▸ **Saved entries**
------------------------------

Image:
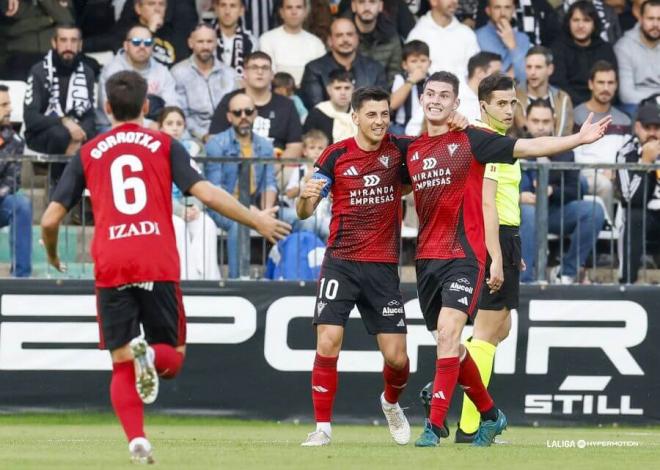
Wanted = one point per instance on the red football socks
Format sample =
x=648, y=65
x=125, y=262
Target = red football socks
x=446, y=377
x=125, y=400
x=168, y=360
x=470, y=379
x=324, y=387
x=395, y=381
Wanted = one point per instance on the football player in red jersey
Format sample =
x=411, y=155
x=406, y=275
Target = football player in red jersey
x=446, y=169
x=129, y=173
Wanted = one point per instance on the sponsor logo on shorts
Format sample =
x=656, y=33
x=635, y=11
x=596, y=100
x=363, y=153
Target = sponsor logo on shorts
x=456, y=287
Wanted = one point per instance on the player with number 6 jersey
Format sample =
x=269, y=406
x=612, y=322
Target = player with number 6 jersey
x=129, y=173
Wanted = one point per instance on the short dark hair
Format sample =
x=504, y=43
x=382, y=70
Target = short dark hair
x=415, y=47
x=340, y=75
x=257, y=55
x=284, y=79
x=650, y=3
x=601, y=66
x=162, y=115
x=541, y=50
x=126, y=92
x=481, y=60
x=368, y=93
x=494, y=82
x=539, y=104
x=444, y=77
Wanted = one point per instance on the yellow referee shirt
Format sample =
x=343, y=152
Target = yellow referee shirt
x=507, y=199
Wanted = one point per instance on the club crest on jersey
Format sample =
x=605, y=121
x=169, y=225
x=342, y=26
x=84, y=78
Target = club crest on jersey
x=385, y=160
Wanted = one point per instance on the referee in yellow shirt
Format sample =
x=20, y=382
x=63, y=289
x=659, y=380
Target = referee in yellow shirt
x=501, y=196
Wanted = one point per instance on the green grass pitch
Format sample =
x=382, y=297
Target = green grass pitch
x=95, y=441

------------------------------

▸ **Task description**
The required output is a verbatim repetition of the lines from the opening of the entries above through the line containing "x=659, y=380", inclusive, with no pictures and nothing else.

▸ **Output**
Image:
Wanted = one point per instance on the red football socks
Format sample =
x=648, y=65
x=125, y=262
Target = red football socks
x=446, y=377
x=125, y=400
x=168, y=360
x=470, y=379
x=324, y=387
x=395, y=381
Wanted = one point per instance on the football player in red jersey
Format sample =
x=411, y=155
x=406, y=275
Target = football player in red jersey
x=446, y=169
x=129, y=173
Wanted = one point per instance on the sponsor logo on shorts
Format sample =
x=656, y=33
x=635, y=11
x=596, y=100
x=363, y=153
Target = sponsor logo on shorts
x=456, y=287
Wanted = one point per instance on the player with number 6 jersey
Format sample =
x=269, y=406
x=612, y=322
Target = player with number 6 jersey
x=129, y=173
Wanted = one point per instance on the short dark hair
Format sample =
x=504, y=43
x=382, y=70
Target = short dark hair
x=415, y=47
x=340, y=75
x=257, y=55
x=284, y=79
x=650, y=3
x=601, y=66
x=162, y=115
x=541, y=50
x=126, y=92
x=481, y=60
x=368, y=93
x=494, y=82
x=539, y=104
x=444, y=77
Wanted = one point per instance on the yellow referee shirt
Format sample =
x=343, y=152
Target = yellow referee shirt
x=507, y=199
Wanted = one point per instance on the club crest on jersey
Format sample =
x=605, y=121
x=169, y=225
x=342, y=26
x=84, y=78
Target = club crest on jersey
x=385, y=160
Wanted = one point per instance on the referee in yellow shirt
Format sample =
x=20, y=382
x=63, y=289
x=659, y=380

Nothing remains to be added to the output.